Among the Epicureans you meet pure hubris in the form of Farinata. He sent your people into exile not once but twice, and tells you so; you explain your people came back and took their turn at scattering his. In the same tomb, you see the father of a friend who wants to know, does his son still see the light of day? Shouldn't the father know? But no, the dead can only know what's distant, not what's about to be or in the recent past. Farinata gives you a prophecy: in fewer than six years, you'll discover for yourself how hard the art of exile is to master. Virgil says sweet Beatrice, when you finally reach her, will make sense of this prediction.
As you make your way around the bank, you smell an August garbage strike. It takes some time to acclimate and while you wait, Virgil draws a diagram of what you'll find below. Circle seven, for the violent, he says, is sub divided into three: the first, for those who killed, maimed, destroyed, or plundered; the second, for suicides; the third, for blasphemers and rule-breakers who violently scorned God. Circle eight is divided into ten concentric crevices, each for a type of fraud distinctly punished in a manner that befits it. Circle nine has four parts, each based on the form betrayal takes. In this last of the four, the inner circle within the circle, Satan sits. You think you're prepared, but in the event, there's always a measure of bewilderment. Always a jolt of terror when your eyes misread the dark.
You arrive at circle seven by climbing down the remnants of a landslide caused by an earthquake that followed the death of Christ. But first you have a face-off with the Minotaur of Crete. On your way down, a centaur, arrow at the ready, calls across, "Are you coming down to get your fair share of abuse?" But you're not there for that. Virgil asks the one called Chiron for a centaur to carry you across the river of boiling blood; there, the violent suffer the same degree of misery they once inflicted. A centaur carries you across and plays the part of a tour guide, pointing out the infamous.
You find yourself in the middle ring of circle seven, a gigantic grove of thorn trees with spirits trapped inside the branches. These are the suicides; they cry endlessly in their mini-prisons, regretting the moment they gave up hope and hurt themselves. The wood then ends in a barren desert where a rain of fire falls nonstop. This is the last ring of seven. You find the man whose books inspired you there, among the others. It was he who gave you a model for writing that might just make you immortal. Here, the fire of passion scars the skin and causes constant crying. You meet some from your city; they ask how things are there and you tell them, easy wealth has undermined the fabric of civility. They applaud you for speaking with such candor.

**Exercise requirements**
Answer these questions about the passage on the journey through hell:
(a) According to Farinata's prophecy, in fewer than how many years will you learn how hard the art of exile is to master?
(b) Into how many concentric crevices is circle eight divided?
(c) Whom does Virgil ask for a centaur to carry you across the river of boiling blood?
The data that follows has nothing to do with the text above.

**Supplied information**
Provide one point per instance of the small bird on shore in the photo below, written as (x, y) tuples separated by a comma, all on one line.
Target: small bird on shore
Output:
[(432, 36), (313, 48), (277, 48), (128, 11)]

**Task answer**
(a) Six
(b) Ten
(c) Chiron